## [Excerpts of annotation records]
-- start --

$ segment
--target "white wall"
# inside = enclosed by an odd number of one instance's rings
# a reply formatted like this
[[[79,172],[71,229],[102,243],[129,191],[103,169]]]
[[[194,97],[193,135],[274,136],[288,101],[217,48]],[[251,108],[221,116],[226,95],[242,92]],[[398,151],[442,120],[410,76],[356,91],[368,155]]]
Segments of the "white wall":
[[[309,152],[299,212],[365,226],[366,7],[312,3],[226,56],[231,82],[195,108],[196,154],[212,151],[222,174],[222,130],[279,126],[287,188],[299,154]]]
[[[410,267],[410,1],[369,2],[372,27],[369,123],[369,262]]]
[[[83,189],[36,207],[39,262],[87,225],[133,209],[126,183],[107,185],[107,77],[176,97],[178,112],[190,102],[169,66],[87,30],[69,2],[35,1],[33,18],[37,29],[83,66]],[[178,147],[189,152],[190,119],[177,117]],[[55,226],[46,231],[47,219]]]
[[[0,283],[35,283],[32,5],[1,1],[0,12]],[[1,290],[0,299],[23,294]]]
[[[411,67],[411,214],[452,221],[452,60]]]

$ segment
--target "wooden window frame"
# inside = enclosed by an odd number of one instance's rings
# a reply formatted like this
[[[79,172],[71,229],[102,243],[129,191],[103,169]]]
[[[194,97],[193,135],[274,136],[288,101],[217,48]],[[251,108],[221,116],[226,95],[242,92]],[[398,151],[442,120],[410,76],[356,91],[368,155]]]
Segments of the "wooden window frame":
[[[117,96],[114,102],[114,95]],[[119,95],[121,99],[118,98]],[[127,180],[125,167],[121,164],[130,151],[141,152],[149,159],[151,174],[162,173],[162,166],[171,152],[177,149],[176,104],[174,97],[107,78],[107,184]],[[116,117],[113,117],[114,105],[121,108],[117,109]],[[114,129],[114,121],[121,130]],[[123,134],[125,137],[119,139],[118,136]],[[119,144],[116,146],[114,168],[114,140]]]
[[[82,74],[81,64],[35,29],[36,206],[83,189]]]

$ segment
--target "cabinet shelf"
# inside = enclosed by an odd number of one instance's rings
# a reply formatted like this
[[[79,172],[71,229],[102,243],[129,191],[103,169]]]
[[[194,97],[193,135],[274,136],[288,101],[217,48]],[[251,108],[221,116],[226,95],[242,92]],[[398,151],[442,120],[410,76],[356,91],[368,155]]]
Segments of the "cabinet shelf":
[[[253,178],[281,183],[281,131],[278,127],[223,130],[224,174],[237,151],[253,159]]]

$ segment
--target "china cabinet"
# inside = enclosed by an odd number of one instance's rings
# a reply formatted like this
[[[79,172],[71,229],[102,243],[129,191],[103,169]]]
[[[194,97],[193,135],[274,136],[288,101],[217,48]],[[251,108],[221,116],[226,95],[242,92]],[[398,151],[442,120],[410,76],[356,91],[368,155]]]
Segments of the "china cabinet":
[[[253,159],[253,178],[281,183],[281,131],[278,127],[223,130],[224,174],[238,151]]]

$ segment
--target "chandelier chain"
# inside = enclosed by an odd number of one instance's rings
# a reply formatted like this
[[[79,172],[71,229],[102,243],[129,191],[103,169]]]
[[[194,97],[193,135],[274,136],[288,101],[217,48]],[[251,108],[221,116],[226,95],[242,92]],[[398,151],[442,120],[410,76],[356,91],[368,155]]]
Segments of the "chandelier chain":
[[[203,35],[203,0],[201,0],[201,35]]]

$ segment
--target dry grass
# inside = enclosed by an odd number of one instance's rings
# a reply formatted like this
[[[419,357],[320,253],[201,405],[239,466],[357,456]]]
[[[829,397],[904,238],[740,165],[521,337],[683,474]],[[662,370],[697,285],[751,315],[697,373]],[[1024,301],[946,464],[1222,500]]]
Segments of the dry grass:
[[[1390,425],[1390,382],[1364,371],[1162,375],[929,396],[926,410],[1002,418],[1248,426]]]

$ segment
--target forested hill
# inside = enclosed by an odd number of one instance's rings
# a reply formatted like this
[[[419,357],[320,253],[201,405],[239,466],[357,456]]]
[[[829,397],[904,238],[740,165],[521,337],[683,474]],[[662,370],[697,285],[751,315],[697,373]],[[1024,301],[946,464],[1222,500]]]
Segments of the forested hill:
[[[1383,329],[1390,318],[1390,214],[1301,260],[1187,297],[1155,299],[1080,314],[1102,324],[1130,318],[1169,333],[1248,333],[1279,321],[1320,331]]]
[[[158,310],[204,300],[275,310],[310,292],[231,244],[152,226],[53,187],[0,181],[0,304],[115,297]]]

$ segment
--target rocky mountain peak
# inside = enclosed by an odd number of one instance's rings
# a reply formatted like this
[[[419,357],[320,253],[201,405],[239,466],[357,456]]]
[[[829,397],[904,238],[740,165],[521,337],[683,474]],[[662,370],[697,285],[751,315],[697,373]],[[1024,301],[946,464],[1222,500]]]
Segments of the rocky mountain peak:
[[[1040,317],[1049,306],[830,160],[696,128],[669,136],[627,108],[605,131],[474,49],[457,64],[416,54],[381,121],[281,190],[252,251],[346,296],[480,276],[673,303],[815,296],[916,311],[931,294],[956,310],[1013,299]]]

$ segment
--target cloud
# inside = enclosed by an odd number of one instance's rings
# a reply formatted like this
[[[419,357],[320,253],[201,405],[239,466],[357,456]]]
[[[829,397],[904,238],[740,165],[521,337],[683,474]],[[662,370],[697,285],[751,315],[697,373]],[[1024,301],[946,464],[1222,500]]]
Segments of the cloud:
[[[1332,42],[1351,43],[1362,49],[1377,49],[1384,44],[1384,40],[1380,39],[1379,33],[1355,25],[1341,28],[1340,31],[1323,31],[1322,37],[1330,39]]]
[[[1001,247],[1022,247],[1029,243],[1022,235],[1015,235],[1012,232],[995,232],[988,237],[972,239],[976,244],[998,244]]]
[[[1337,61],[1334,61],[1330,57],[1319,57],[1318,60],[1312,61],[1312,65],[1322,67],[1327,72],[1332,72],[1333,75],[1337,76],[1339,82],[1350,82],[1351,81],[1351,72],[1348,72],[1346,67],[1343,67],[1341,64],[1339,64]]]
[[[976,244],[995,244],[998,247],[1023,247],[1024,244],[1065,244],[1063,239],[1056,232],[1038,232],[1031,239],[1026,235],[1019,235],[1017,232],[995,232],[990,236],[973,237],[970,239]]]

-- end --

## [WHAT YOU NEED TO DO]
Scale the entries from the start through the line holding "[[[410,267],[410,1],[369,2],[372,27],[369,123],[369,262]]]", inclusive, and write out only those lines, requests included. Multiply every polygon coordinate in the answers by 1.45 and round to whole numbers with halves rounded up, leaving the requests and their sample outlines unchanged.

## [EXPECTED OUTPUT]
$ segment
--target "white wall"
# inside = enclosed by an odd number of one instance's rings
# a reply formatted like this
[[[79,172],[71,229],[102,243],[129,191],[103,169]]]
[[[194,97],[193,135],[274,136],[288,101],[217,48]],[[251,108],[221,116],[226,95],[242,92]],[[398,151],[442,120],[410,76],[356,91],[368,155]]]
Segments of the "white wall":
[[[448,220],[434,307],[529,328],[531,10],[452,4],[328,81],[335,119],[283,157],[284,223],[307,219],[322,252],[322,189],[405,183],[416,273],[434,223]]]
[[[595,387],[595,1],[535,3],[539,39],[535,178],[535,380]]]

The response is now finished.